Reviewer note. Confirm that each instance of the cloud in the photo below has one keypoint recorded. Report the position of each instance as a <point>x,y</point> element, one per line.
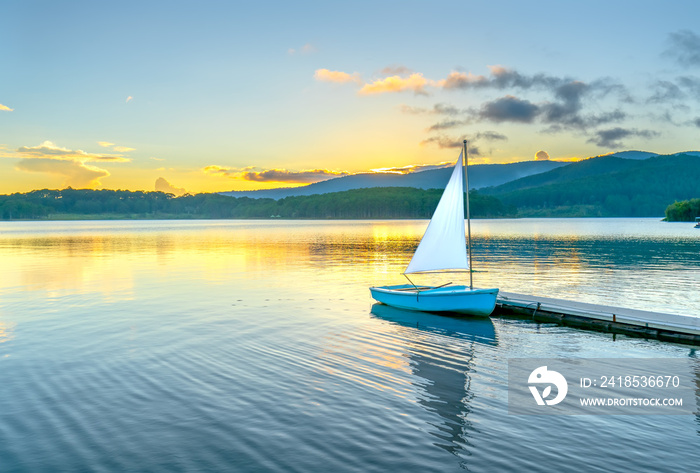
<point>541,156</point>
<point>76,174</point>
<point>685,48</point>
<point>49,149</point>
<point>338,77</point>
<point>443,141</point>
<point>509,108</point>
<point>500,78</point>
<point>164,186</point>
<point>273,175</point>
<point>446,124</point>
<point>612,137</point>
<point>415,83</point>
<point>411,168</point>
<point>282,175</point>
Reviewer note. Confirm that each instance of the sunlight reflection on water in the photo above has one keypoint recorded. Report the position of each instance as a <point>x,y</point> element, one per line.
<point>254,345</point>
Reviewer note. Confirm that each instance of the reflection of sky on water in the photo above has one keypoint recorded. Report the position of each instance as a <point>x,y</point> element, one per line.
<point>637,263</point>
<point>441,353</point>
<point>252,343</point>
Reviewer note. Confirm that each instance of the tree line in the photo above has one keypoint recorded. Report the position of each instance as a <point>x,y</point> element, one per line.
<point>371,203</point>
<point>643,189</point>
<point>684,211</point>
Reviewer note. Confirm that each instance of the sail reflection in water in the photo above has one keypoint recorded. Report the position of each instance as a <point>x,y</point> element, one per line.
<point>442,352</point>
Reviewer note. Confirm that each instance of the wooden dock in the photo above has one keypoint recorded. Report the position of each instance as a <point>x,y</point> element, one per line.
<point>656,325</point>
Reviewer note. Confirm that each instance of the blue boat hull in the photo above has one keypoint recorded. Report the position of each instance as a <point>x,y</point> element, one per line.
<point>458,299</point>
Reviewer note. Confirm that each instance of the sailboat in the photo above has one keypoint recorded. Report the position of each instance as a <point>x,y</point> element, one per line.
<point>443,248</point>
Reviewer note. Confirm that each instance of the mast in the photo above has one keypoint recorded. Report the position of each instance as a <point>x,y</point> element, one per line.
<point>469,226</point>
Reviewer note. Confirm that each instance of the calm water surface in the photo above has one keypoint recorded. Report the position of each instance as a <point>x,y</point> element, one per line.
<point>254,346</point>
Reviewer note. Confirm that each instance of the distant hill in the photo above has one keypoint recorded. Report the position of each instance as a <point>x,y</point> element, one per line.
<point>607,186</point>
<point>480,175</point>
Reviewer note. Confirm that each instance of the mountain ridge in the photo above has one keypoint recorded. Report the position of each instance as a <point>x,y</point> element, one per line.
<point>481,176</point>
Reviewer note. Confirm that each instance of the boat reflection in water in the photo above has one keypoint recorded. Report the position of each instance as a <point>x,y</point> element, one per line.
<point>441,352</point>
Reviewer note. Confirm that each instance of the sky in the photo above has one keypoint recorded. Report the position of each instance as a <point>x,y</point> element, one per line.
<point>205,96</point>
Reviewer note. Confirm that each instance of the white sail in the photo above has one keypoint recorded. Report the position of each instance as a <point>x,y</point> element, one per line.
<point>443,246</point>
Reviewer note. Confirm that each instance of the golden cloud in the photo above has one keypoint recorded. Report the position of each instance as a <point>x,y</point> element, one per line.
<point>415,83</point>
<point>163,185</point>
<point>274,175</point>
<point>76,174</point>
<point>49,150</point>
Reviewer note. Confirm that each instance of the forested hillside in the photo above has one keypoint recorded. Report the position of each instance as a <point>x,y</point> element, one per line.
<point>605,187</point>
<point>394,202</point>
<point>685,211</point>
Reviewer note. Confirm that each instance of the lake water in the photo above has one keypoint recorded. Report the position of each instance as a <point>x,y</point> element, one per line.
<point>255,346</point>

---

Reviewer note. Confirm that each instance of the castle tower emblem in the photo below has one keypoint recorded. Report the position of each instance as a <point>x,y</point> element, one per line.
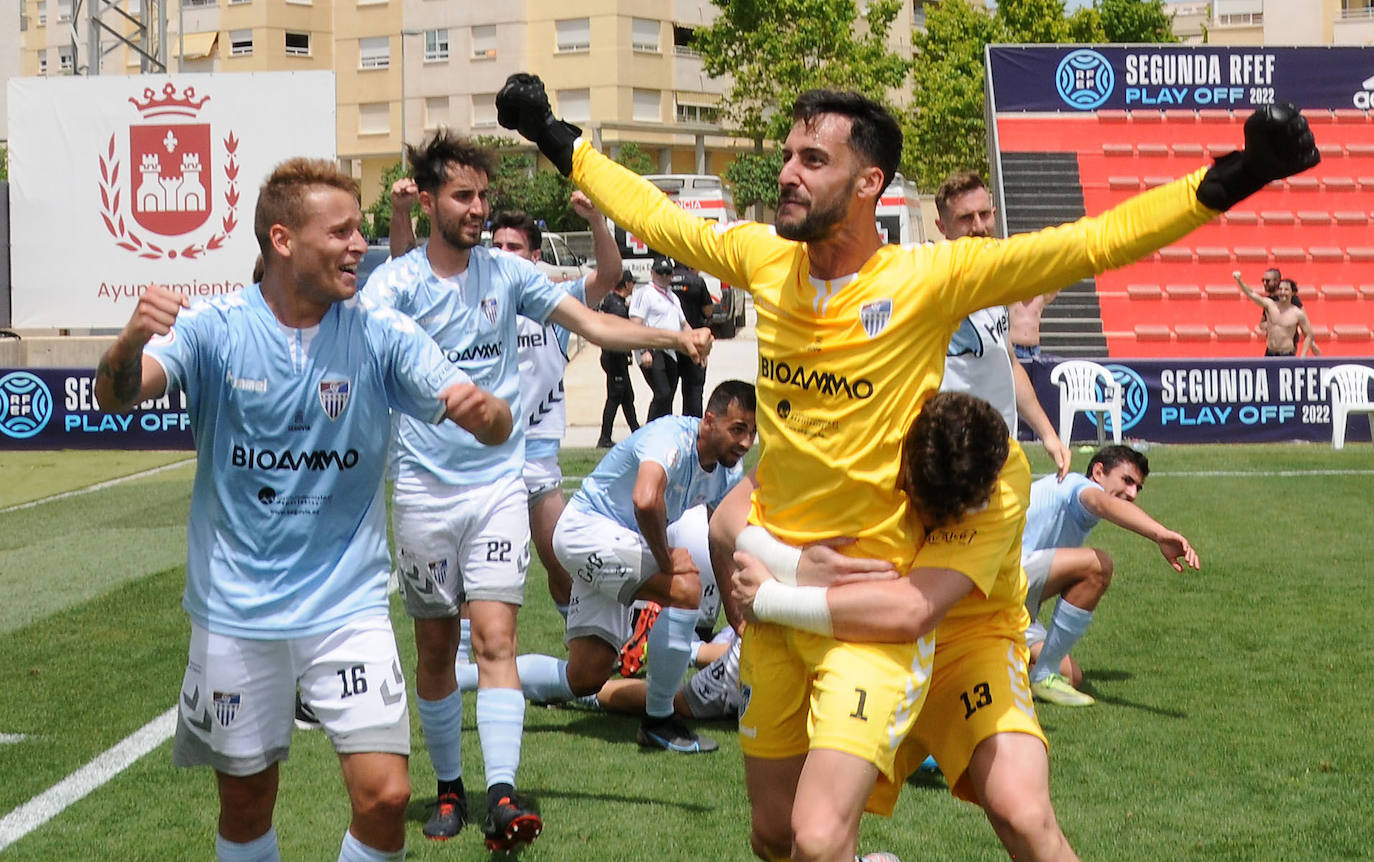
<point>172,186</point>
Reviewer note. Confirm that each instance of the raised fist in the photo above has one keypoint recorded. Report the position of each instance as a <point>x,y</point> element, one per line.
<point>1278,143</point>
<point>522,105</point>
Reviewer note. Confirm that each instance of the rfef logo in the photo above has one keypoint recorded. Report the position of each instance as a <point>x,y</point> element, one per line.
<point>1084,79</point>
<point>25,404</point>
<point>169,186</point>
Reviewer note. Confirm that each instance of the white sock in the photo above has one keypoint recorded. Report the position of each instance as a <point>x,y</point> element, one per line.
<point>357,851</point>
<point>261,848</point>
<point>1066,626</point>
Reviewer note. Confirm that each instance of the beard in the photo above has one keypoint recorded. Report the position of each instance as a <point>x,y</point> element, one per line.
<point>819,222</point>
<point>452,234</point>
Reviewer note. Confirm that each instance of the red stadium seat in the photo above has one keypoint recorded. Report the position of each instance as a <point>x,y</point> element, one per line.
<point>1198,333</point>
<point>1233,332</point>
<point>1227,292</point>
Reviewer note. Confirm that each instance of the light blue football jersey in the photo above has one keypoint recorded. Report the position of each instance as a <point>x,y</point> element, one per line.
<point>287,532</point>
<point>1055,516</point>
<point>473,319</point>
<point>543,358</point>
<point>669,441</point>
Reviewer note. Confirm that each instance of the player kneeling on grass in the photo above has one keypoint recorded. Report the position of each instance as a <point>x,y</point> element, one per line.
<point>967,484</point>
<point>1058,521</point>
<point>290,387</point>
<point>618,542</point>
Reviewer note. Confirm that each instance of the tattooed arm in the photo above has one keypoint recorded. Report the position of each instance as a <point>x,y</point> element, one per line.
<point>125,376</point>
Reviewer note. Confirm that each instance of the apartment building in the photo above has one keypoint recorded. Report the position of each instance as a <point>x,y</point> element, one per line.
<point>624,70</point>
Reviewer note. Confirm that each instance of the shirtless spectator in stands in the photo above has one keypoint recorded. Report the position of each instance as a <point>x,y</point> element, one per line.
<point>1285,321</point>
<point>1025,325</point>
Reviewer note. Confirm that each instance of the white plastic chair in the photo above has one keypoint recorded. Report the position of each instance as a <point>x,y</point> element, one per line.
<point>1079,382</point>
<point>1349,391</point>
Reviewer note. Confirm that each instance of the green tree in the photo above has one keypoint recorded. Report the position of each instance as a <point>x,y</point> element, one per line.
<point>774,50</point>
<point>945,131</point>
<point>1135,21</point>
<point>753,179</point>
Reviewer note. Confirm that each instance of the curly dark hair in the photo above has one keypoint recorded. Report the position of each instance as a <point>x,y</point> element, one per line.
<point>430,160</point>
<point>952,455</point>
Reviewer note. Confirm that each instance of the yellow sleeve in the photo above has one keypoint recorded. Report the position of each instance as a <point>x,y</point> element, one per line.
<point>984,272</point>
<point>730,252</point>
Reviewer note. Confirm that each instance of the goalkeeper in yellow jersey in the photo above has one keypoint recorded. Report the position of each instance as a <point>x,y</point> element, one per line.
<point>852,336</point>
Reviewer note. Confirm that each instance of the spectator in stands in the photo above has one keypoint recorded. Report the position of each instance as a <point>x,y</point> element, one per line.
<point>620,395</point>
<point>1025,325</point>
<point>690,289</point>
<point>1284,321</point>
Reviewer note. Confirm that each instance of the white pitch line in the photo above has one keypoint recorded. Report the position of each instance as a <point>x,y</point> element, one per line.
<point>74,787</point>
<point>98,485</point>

# Task directions
Rewrite the stretch from the line containing "Reviewer note. Confirm that each instance of the mountain" through the line containing "<point>255,346</point>" as a JSON list of strings, one string per line. Leave out any blank lines.

# Written solution
[
  "Reviewer note. Confirm that each instance of the mountain ridge in the photo above has one keypoint recorded. Report the position of each instance as a <point>x,y</point> element, one per line.",
  "<point>481,176</point>",
  "Reviewer note. Confirm that each instance of the boat reflection in water in the photo above has one keypoint recorded. Report the position of each instance as a <point>x,y</point> element, one per line.",
  "<point>441,352</point>",
  "Reviewer note. Confirm that each instance of the sky in the photo above has one keypoint recorded. Report the position of each instance as a <point>x,y</point> element, one per line.",
  "<point>205,96</point>",
  "Reviewer note. Confirm that each instance of the white sail in the photo above has one keypoint recorded. Report the position of each instance as a <point>x,y</point> element, one per line.",
  "<point>443,246</point>",
  "Reviewer note. Confirm that each instance of the golden cloud in the photo above has one keypoint recorded. Report the position of each instance as a <point>x,y</point> element, one per line.",
  "<point>415,83</point>",
  "<point>163,185</point>",
  "<point>274,175</point>",
  "<point>76,174</point>",
  "<point>49,150</point>",
  "Reviewer note. Confirm that each instance of the forested hillside in the photo above has one keypoint recorded. Report the position of each instance as a <point>x,y</point> element, one per line.",
  "<point>605,187</point>",
  "<point>394,202</point>",
  "<point>685,211</point>",
  "Reviewer note. Confirm that each instance of the lake water in the photo above has one keypoint recorded. Report the position of each instance as a <point>x,y</point> element, one per line.",
  "<point>255,346</point>"
]